■ **Goal of the exercise**:
Each entry must be returned exactly. None may be omitted.
= = = =
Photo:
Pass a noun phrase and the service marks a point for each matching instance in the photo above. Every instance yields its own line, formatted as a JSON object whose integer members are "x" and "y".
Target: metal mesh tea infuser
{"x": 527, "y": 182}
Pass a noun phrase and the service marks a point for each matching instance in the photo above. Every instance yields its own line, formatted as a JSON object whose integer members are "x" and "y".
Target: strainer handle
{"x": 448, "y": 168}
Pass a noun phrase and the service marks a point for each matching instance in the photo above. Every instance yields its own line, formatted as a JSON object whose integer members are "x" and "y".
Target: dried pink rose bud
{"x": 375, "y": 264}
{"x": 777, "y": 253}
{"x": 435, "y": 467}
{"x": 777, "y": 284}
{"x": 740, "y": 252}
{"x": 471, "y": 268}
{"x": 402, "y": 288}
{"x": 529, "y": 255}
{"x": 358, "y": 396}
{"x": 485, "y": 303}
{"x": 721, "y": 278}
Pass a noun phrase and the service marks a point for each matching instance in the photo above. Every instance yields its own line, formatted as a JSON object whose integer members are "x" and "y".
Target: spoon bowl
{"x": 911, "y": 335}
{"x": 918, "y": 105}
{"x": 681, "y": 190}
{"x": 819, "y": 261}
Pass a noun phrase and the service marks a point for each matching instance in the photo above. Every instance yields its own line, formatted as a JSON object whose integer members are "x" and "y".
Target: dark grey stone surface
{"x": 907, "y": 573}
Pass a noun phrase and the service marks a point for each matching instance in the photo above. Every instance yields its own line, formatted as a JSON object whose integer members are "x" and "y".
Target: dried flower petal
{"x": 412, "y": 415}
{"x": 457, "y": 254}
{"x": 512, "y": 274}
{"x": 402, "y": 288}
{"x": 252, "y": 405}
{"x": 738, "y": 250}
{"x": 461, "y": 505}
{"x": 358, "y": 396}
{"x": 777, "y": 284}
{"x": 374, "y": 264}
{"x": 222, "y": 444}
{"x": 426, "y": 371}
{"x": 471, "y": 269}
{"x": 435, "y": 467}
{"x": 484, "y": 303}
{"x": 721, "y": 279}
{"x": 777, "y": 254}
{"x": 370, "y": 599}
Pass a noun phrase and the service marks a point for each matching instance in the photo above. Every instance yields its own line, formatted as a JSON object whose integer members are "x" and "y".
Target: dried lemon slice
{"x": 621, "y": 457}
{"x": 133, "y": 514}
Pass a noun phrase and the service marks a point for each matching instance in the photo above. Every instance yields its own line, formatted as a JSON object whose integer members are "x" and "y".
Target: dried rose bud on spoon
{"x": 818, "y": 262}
= = = =
■ **Worked solution**:
Photo:
Pass a noun phrase and the service marks a point for each matching instance in the photo above. Every instance yields its own line, formatted as a JSON object whose integer members are "x" and "y".
Target: metal mesh tea infuser
{"x": 527, "y": 182}
Pass a noun phrase and the service marks a point for each matching instance in the photo above. Every instance yields its own line, formatted as a JSON object whose integer members are "x" and "y".
Target: strainer handle
{"x": 448, "y": 168}
Pass a noun phrase and the service marks a point for each matching instance in the photo above. Every instance yields its own line, formatted as a JSON object whose integer members are "x" and "y".
Target: dried pink rose bud
{"x": 375, "y": 264}
{"x": 777, "y": 253}
{"x": 435, "y": 467}
{"x": 777, "y": 284}
{"x": 740, "y": 252}
{"x": 471, "y": 268}
{"x": 402, "y": 288}
{"x": 529, "y": 255}
{"x": 358, "y": 396}
{"x": 485, "y": 303}
{"x": 721, "y": 278}
Pass a noun phrase and the service marks a point for each matching instance in the photo above. Every instance yields its own line, formatted as a JSON object whose integer members are "x" and "y".
Target: spoon bowl
{"x": 911, "y": 335}
{"x": 918, "y": 105}
{"x": 681, "y": 190}
{"x": 819, "y": 261}
Pass a noun phrase and the service marks a point for each matching instance in the photo above. Every instance yields its own line, formatted as a JSON object whose integer members are "x" and "y".
Target: dark grey stone surface
{"x": 907, "y": 573}
Pass a noun phrase and the service marks a point for each matching instance in the photo above. Every instance yields its own line, formatted as a JSON object whose integer members are "x" and "y".
Target: dried flower petal
{"x": 412, "y": 415}
{"x": 457, "y": 254}
{"x": 512, "y": 274}
{"x": 402, "y": 288}
{"x": 252, "y": 405}
{"x": 738, "y": 250}
{"x": 461, "y": 505}
{"x": 358, "y": 396}
{"x": 777, "y": 284}
{"x": 374, "y": 264}
{"x": 222, "y": 444}
{"x": 426, "y": 371}
{"x": 471, "y": 269}
{"x": 435, "y": 467}
{"x": 484, "y": 303}
{"x": 721, "y": 279}
{"x": 777, "y": 254}
{"x": 370, "y": 599}
Pass a noun phrase and the service marks a point for each matching instance in the photo above. Every instance yields its own line, formatted as a JSON object whose integer members are "x" and "y".
Target: dried lemon slice
{"x": 621, "y": 457}
{"x": 133, "y": 514}
Pass a noun phrase and the service marks a point for each matching instance in the photo above. Every instance yields its own line, formatted as a JSON object whose integer members are "x" and "y".
Target: dried rose bud on spoon
{"x": 818, "y": 262}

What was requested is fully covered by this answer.